[Stored records]
----------------

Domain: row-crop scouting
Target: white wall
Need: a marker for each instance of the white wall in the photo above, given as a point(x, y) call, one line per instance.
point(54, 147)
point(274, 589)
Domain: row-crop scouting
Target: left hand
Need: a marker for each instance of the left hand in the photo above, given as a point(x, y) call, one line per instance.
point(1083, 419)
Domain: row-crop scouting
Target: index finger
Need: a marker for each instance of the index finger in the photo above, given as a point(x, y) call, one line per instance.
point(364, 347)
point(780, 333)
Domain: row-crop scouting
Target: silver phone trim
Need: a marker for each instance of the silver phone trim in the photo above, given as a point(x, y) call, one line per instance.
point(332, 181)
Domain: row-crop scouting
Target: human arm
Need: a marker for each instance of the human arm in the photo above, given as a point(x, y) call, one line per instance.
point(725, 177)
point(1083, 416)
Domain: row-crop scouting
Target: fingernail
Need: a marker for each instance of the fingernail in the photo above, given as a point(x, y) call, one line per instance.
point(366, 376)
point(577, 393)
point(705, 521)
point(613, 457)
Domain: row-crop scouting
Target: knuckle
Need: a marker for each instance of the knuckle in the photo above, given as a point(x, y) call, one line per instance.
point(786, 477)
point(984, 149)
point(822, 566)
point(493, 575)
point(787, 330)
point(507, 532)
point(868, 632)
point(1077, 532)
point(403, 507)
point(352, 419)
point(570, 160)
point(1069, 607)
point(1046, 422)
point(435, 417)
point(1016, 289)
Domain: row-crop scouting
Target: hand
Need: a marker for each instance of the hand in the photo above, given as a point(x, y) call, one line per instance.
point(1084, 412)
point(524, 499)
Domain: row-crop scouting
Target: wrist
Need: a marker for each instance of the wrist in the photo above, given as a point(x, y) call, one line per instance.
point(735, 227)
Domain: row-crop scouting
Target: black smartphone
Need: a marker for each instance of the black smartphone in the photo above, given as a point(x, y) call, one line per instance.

----------------

Exercise description> Reproduce the entries above exactly.

The answer>
Domain: row-crop scouting
Target: white wall
Need: a marker for each instance of the white wall in the photo above, given as a point(x, y) call, one line per instance.
point(54, 147)
point(274, 589)
Domain: row-crop scouting
Target: left hand
Need: a marker for each instance of the left hand in the photo above, given as a point(x, y) call, one line per instance.
point(1083, 419)
Domain: row-crop scouting
Target: index finger
Need: a marker for each instance of the index finger in the photo above, given as a point(x, y) call, one line per instance.
point(364, 347)
point(780, 333)
Domain: row-crop scouting
Target: silver phone trim
Need: a marker for each instance of the silver phone trim in the photo above, given as a point(x, y) call, one line per instance.
point(332, 181)
Domain: row-crop scouting
Target: human arm
Need: a marker for each instance of the human arm in the photo above, given as a point(x, y) call, one line per instance.
point(725, 177)
point(1083, 416)
Domain: row-crop scouting
Target: fingernail
Need: a marker for each instance of the fingernail in the photo above, given as a point(x, y) call, one line per instance.
point(366, 376)
point(577, 393)
point(705, 521)
point(613, 457)
Domain: row-crop scouting
Target: knuckle
Need: a marker for each instance of the knuckle in the photo above, given as a point(x, y) call, one line per instance.
point(786, 477)
point(984, 149)
point(822, 566)
point(493, 575)
point(787, 330)
point(507, 532)
point(868, 632)
point(1077, 532)
point(403, 507)
point(352, 419)
point(570, 160)
point(1069, 607)
point(1046, 422)
point(435, 417)
point(1016, 289)
Domain: row-crop scouting
Target: hand
Need: a marker for each instance of the hand in the photo above, given as a point(x, y) call, one line per instance.
point(1084, 412)
point(524, 499)
Domain: row-crop scouting
Target: wrist
Need: a marker for each instance of the wrist in the photo above, given as a point(x, y) call, one line per instance.
point(735, 227)
Domain: row-crop scouting
Target: black smartphone
Need: a marker for each instance of the black smartphone in the photo above, given as a point(x, y) call, one line per instance.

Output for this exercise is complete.